## Task brief
Repeat the records exactly. Every line must match.

## Dataset
————

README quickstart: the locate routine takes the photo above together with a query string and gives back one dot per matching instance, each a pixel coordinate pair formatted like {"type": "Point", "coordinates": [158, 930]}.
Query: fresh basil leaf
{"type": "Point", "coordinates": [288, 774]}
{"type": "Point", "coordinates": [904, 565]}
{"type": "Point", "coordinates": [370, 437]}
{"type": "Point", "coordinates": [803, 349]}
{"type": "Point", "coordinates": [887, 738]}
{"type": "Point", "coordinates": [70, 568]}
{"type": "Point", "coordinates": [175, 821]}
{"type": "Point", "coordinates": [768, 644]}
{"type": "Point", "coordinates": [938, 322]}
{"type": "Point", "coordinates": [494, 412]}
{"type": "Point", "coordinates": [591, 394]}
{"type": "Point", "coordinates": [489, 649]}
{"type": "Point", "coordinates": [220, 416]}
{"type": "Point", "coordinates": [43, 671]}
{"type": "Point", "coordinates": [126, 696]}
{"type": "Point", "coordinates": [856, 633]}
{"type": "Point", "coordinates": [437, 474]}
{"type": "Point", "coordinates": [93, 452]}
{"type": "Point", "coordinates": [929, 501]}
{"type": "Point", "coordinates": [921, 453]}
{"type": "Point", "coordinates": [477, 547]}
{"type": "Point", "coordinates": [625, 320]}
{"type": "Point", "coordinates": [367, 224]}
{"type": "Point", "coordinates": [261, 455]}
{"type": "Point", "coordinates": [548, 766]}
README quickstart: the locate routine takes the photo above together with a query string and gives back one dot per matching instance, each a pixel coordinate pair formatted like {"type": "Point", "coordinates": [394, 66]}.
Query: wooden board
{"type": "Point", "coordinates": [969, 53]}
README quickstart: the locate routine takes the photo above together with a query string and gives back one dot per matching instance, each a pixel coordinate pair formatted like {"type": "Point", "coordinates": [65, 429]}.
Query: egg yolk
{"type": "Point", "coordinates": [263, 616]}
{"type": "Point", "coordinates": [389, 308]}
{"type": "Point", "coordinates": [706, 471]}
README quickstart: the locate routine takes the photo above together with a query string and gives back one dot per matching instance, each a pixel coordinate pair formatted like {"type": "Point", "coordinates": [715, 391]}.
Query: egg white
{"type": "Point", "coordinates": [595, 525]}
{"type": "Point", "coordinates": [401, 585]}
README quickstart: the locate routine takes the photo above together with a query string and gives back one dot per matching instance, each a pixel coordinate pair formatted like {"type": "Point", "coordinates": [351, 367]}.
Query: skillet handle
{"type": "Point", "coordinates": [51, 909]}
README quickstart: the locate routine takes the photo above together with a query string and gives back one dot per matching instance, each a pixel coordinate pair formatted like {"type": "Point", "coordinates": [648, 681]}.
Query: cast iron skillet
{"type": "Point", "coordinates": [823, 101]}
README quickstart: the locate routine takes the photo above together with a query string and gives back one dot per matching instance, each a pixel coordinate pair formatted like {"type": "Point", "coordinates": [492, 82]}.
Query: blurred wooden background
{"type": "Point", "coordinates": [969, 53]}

————

## Right answer
README quickstart: the locate routine takes the photo above together with a query string and gives back one dot per matching instance, each a pixel coordinate pair formatted like {"type": "Point", "coordinates": [158, 930]}.
Query: fresh basil leaf
{"type": "Point", "coordinates": [288, 774]}
{"type": "Point", "coordinates": [904, 565]}
{"type": "Point", "coordinates": [370, 437]}
{"type": "Point", "coordinates": [803, 349]}
{"type": "Point", "coordinates": [887, 738]}
{"type": "Point", "coordinates": [70, 568]}
{"type": "Point", "coordinates": [175, 821]}
{"type": "Point", "coordinates": [768, 644]}
{"type": "Point", "coordinates": [938, 322]}
{"type": "Point", "coordinates": [494, 412]}
{"type": "Point", "coordinates": [591, 394]}
{"type": "Point", "coordinates": [489, 649]}
{"type": "Point", "coordinates": [220, 416]}
{"type": "Point", "coordinates": [43, 671]}
{"type": "Point", "coordinates": [126, 696]}
{"type": "Point", "coordinates": [856, 633]}
{"type": "Point", "coordinates": [437, 474]}
{"type": "Point", "coordinates": [93, 452]}
{"type": "Point", "coordinates": [929, 501]}
{"type": "Point", "coordinates": [921, 453]}
{"type": "Point", "coordinates": [477, 547]}
{"type": "Point", "coordinates": [625, 320]}
{"type": "Point", "coordinates": [367, 224]}
{"type": "Point", "coordinates": [261, 455]}
{"type": "Point", "coordinates": [548, 766]}
README quickstart: the locate routine takes the photo above together with a query string and gives back one dot per matching instance, each a pixel coordinate pair formatted like {"type": "Point", "coordinates": [394, 66]}.
Query: wooden board
{"type": "Point", "coordinates": [969, 53]}
README quickstart: the locate routine takes the photo above together with a query string and gives back one dot per matching instance, each a pixel coordinate pair formatted like {"type": "Point", "coordinates": [65, 429]}.
Query: egg yolk
{"type": "Point", "coordinates": [263, 616]}
{"type": "Point", "coordinates": [389, 308]}
{"type": "Point", "coordinates": [706, 471]}
README quickstart: the locate routine takes the photo above together with a query string and gives back one dot per matching instance, each a pixel coordinate pair formatted like {"type": "Point", "coordinates": [715, 391]}.
Query: egg white
{"type": "Point", "coordinates": [595, 525]}
{"type": "Point", "coordinates": [401, 585]}
README quickstart: the locate routine takes the photo above together with a query string and gives back one dot per matching instance, each a pixel coordinate pair formatted like {"type": "Point", "coordinates": [351, 367]}.
Query: skillet handle
{"type": "Point", "coordinates": [51, 909]}
README quickstart: the locate routine takes the photo above together with a query string and gives back one dot per matching instance, each a pixel coordinate pair formatted like {"type": "Point", "coordinates": [648, 681]}.
Query: cast iron skillet
{"type": "Point", "coordinates": [823, 101]}
README quickstart: the locate routine takes the photo above together with a query string and gives back one dot per matching instance, each a pixel coordinate pair formatted like {"type": "Point", "coordinates": [492, 82]}.
Query: blurred wooden background
{"type": "Point", "coordinates": [969, 53]}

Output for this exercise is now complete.